**Excerpt**:
======

The castle king

Southwest's Peter Hill has an unusual second job: owning and renovating European castles

At a time when real estate is still a hot commodity in the American marketplace, developers are snatching up apartment buildings, condos and anything else they can acquire to renovate and turn a profit.

But few can claim what Peter Hill can -that they're in the "castle business." Seemingly entertained by the unusual nature of his business venture, the Linden Hills resident adds with a grin, "It's an odd thing to say."

It's odd, because Hill owns Peter Hill Design, 5007 France Ave. S., a Fulton ad agency. He went into the venture as a "hobby," an entrepreneurial roll of the dice.

In a land far, far away - Soudon, France - Hill and four American partners renovated an 11th-century medieval castle, turning it into a luxurious, hotel retreat.

Jeffrey Hill, Peter Hill's brother, said he was surprised when he heard about the venture two years ago. "We kind of thought he was crazy. It just seemed like a wild idea," he said.

Getting into the castle business

Peter Hill became involved in the castle business in 2000. While at a wedding in Colorado, Hill met an entrepreneur who was forming a group of investors to buy and renovate European castles, turning them into luxury hotels, bed and breakfasts, and/or corporate retreats.

Hill said the group, known as Drawbridge Castles, needed a marketing specialist. He knew he could fill the niche, so he joined the team.

Hill's title is partner, vice president of global sales and marketing. He won't say how much he had to invest to get into Drawbridge.

Jeffrey Hill said his brother "takes big risks, but they're mitigated," and in Drawbridge's case, the partners had done their homework and knew what they were doing.

Jeffrey Hill followed his brother's lead and persuasive pitch to become a 1 percent investor in the company.

Of the 40,000 castles in France - the most in the world, Peter Hill notes - the group settled on Soudon, for which they paid over $1 million.

======

**Recorded information**:
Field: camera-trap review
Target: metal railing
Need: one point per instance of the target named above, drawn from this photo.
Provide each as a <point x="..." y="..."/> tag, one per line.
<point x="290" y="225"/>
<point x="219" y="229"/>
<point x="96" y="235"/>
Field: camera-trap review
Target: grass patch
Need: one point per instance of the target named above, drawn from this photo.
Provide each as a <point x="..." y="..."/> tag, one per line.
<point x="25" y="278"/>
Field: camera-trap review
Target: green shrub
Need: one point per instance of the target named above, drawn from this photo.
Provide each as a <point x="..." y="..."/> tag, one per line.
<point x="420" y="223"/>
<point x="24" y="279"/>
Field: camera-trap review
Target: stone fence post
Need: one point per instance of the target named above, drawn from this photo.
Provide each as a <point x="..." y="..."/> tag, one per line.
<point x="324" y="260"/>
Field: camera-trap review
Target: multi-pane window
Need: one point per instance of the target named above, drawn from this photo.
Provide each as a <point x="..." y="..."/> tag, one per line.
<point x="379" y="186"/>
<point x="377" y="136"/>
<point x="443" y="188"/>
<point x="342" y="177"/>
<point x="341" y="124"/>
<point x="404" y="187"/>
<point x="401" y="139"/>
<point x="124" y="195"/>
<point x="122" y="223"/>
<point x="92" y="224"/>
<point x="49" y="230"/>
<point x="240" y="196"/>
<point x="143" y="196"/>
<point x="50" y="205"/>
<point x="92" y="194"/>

======

**Instruction**: Using the castle king article above, list every type of business that the Drawbridge Castles group planned to turn European castles into.

**Response to this exercise**:
- Luxury hotels
- Bed and breakfasts
- Corporate retreats